## START Text provided
No-fault divorce is a divorce one can obtain without having to prove one’s spouse has committed any kind of marital fault. One can simply file for divorce because one wants a divorce.

Before no-fault divorce was made law (it’s the law in every state in the U.S.A. now), an unhappy couple in which both spouses both agreed they wanted a divorce would have to collude and lie to the court and claim that one of the spouses had committed a marital fault, so that they could get divorced. That was clearly not a good thing, and so it was believed that by making no-fault divorce legal it would reduce the number of unhappy marriages.

The unintended consequence of no-fault divorce is, however, that far too many people give up too easily on what could have been a happy marriage because no-fault divorce is so easy to get.

Bottom line: we already know what would happen if we made no-fault divorce illegal (no matter how well-intentioned our reasons for doing so): couples who really wanted a divorce would simply lie to the court, claim fault where there is none, and obtain an ill-gotten divorce anyway.
## END Text provided
◆ Instruction A: Rewrite the paragraph of the no-fault divorce text that begins "Before no-fault divorce was made law" in a shorter form, keeping its main facts.
◆ Instruction B: From the no-fault divorce text, copy word for word the part starting with "No-fault divorce is a" and going on through "wants a divorce.".
## START Data shown
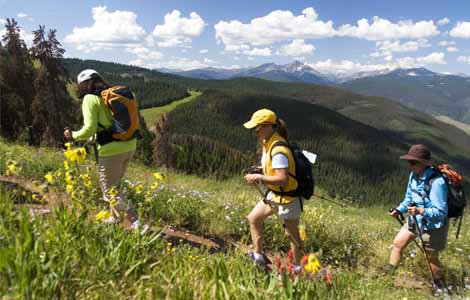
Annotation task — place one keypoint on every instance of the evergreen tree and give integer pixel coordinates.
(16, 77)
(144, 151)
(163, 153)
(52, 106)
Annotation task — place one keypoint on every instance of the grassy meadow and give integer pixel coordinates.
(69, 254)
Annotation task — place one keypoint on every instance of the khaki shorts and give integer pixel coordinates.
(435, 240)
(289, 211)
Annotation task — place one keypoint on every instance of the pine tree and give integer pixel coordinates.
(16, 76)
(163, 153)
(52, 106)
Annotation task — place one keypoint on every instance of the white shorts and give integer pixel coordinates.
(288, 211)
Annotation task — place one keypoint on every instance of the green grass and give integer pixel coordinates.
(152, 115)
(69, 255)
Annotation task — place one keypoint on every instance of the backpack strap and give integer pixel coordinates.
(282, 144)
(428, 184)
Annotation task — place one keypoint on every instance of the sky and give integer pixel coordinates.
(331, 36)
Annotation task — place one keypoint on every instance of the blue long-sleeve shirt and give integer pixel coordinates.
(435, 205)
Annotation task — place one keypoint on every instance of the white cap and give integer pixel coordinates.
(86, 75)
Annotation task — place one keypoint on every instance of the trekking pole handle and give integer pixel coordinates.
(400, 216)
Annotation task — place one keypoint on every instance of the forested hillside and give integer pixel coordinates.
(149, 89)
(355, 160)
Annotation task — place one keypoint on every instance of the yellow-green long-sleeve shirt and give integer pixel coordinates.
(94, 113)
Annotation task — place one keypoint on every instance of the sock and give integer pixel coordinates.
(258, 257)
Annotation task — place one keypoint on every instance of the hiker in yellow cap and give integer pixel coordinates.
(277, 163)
## END Data shown
◆ Worked solution A: No-fault divorce is now the law in every U.S. state. Before that, a couple who both wanted a divorce had to collude and lie to the court, claiming one spouse had committed a marital fault. Because this was clearly bad, people believed legalizing no-fault divorce would reduce the number of unhappy marriages.

◆ Worked solution B:
No-fault divorce is a divorce one can obtain without having to prove one’s spouse has committed any kind of marital fault. One can simply file for divorce because one wants a divorce.